Information provided:
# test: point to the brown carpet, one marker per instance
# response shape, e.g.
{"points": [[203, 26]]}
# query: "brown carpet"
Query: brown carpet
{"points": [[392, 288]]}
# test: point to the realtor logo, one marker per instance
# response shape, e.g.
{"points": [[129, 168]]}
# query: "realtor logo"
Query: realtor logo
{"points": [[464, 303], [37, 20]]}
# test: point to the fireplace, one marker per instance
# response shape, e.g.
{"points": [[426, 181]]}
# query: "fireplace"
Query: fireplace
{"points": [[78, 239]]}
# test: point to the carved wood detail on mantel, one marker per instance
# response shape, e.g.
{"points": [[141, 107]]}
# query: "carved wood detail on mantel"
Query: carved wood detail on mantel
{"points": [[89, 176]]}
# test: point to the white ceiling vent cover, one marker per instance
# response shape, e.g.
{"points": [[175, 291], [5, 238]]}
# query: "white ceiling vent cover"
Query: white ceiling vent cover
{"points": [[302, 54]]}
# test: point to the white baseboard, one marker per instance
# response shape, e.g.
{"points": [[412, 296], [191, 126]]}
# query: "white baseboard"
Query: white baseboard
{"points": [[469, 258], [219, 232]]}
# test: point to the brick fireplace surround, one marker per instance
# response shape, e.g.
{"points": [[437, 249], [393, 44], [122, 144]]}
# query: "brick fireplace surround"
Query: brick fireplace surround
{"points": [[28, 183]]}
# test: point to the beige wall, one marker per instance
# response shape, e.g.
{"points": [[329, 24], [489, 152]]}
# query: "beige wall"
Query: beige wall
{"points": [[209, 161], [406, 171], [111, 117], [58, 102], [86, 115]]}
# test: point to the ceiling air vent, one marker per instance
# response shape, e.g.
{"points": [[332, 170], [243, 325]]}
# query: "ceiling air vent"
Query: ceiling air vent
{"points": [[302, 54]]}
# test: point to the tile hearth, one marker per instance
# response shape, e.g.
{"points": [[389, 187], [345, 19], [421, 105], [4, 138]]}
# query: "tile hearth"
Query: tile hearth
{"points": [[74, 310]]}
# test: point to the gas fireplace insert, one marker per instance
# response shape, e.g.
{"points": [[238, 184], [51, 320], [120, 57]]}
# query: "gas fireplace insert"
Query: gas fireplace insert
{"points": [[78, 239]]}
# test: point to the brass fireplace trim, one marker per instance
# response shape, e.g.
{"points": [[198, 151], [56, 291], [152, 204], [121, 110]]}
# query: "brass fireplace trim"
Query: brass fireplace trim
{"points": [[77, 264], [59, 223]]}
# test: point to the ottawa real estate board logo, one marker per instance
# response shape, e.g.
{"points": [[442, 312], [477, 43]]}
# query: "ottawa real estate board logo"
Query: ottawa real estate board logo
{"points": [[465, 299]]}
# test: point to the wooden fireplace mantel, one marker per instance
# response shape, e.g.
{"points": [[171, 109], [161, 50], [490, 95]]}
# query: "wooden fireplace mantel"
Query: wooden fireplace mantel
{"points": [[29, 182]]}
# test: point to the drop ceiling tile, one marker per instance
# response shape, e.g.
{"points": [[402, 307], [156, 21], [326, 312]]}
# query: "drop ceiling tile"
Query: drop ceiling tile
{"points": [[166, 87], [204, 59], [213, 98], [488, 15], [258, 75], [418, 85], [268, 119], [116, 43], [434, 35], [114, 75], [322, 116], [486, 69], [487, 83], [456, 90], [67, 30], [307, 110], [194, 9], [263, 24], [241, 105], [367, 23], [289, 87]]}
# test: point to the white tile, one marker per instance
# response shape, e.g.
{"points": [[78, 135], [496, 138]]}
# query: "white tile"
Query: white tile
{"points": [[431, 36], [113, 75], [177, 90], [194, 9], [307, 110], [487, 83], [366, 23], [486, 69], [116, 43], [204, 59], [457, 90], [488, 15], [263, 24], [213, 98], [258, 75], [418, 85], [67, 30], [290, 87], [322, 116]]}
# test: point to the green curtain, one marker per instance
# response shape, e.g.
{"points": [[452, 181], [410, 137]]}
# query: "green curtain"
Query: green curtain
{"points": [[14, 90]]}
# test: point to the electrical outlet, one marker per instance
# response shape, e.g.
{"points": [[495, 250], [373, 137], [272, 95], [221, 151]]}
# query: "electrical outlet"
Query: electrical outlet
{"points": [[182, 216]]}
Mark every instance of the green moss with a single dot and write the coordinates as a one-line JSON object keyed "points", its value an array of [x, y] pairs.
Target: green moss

Directions for this task:
Exactly the lines from the one containing "Query: electrical outlet" through the end of the records above are to be printed, and no others.

Your response:
Query: electrical outlet
{"points": [[182, 216]]}
Mark every instance of the green moss with a single dot and write the coordinates as a one-line JSON object keyed "points", its value an array of [x, y] pairs.
Target: green moss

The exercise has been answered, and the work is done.